--- START OF Source ---

Astonishingly, the High Commission was then told that, after his rebuff, the external affairs minister had gone to Prime Minister Vajpayee, who had concurred that the visit was undesirable and must be aborted, but that it was nevertheless going ahead. The word, sotto voce, was that other voices, which could not be ignored, had insisted that if Narendra Modi had received an invitation, he must be allowed to accept it. Not to do so, after the British interventions, would be an admission of weakness and guilt.
That is how a visit that both the British and the Indian governments absolutely did not want took place. Predictably, it was a deeply polarising event, Muslims and human rights protesting as he spoke to rapturous Gujarati Hindus.
As the British government had warned, it took no official cognizance of Modi’s presence, though it kept a beady eye on it. The Home Office issued a statement in which it said, with neither warmth nor respect:
“We are aware he’s visiting the UK. He is not visiting at Her Majesty’s government’s invitation nor does the government plan to have any contact with him when he’s here. We do understand the concerns expressed but there were no appropriate grounds to refuse Mr Modi a visa.”
Fear of arrest
Two days into the visit, the Foreign Office called the High Commission in a panic to report that they had learnt that, following a precedent set during a recent visit by Robert Mugabe, an attempt would be made to put Narendra Modi under citizen’s arrest, permitted by British law, while some lawyers were approaching a magistrate for a more conventional arrest warrant.
If either of these initiatives succeeded, it would be a disaster, because the British government would either have to break its own law to let Modi go, or stand back and let the law take its course, while the bilateral relationship went down the drain, which it would if an Indian chief minister was under arrest in London. The British pleaded that Modi be urged to take the next plane out, pre-empting a possible arrest.
British panic was shared in Delhi when this was reported to them, and the High Commission was asked to relay instructions from the highest possible level that he should leave immediately. This it did, only to be told, coolly, that the chief minister would do nothing of the sort. If he was arrested, he said, he would become a martyr in India; his political stock would soar. And that was that. It was clear that to him personal ambition mattered more than anything else. The destruction of a relationship between India and the United Kingdom, that was being so carefully resurrected, meant nothing.

--- END OF Source ---

* [Aim]: Write out the passage about Narendra Modi's visit to Britain from "That is how" up to and including "rapturous Gujarati Hindus.". Rely on nothing but the passage about Narendra Modi's visit to Britain.

--- START OF Data entries ---

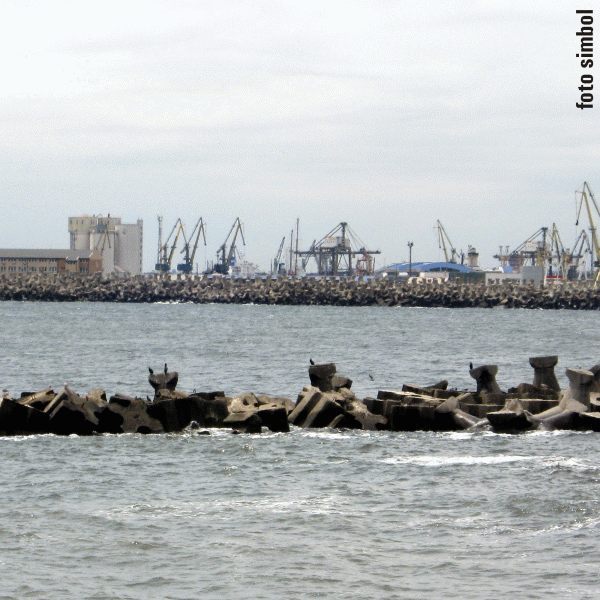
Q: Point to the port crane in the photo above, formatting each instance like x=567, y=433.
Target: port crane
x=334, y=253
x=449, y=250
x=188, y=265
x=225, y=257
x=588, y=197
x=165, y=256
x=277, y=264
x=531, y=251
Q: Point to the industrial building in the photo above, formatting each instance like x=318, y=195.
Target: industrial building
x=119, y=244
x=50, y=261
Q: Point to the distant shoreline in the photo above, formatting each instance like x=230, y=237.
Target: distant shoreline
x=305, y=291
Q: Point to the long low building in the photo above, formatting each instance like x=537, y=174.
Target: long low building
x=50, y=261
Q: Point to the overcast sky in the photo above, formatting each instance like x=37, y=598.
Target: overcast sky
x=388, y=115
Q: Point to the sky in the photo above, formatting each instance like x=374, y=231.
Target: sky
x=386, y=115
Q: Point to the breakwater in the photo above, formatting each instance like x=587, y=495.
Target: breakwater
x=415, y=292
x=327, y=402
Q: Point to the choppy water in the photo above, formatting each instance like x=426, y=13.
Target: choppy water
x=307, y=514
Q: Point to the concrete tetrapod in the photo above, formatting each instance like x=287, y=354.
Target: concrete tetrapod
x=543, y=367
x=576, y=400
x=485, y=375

--- END OF Data entries ---

* [Exercise result]:
That is how a visit that both the British and the Indian governments absolutely did not want took place. Predictably, it was a deeply polarising event, Muslims and human rights protesting as he spoke to rapturous Gujarati Hindus.